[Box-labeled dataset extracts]
····················
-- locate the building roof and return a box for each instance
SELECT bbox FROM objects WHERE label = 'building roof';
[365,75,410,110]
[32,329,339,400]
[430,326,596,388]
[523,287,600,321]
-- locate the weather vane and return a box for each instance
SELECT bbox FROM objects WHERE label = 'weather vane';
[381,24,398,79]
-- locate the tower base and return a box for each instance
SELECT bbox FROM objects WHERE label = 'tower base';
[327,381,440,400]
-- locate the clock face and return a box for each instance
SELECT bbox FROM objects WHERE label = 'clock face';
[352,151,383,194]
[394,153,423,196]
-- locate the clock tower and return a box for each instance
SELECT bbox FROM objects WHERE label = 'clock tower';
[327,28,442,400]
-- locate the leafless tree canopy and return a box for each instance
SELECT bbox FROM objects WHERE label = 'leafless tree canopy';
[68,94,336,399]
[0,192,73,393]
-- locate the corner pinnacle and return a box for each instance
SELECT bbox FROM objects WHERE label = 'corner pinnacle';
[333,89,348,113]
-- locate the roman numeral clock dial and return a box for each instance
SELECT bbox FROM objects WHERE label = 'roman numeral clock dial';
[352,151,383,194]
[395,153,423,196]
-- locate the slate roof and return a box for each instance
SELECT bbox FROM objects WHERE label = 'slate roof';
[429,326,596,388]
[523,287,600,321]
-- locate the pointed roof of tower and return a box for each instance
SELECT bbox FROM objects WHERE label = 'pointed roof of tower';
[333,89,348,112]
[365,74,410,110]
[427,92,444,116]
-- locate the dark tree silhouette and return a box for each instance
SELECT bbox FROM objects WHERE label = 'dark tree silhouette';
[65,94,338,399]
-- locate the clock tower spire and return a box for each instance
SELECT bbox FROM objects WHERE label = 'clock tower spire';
····················
◆ PROBLEM REQUIREMENTS
Return every line of the data above that contains the string "dark". Case counts.

◆ FULL SOLUTION
-- locate the dark tree silhouette and return a box for each instance
SELECT bbox FROM objects WHERE label = 'dark tree silhouette';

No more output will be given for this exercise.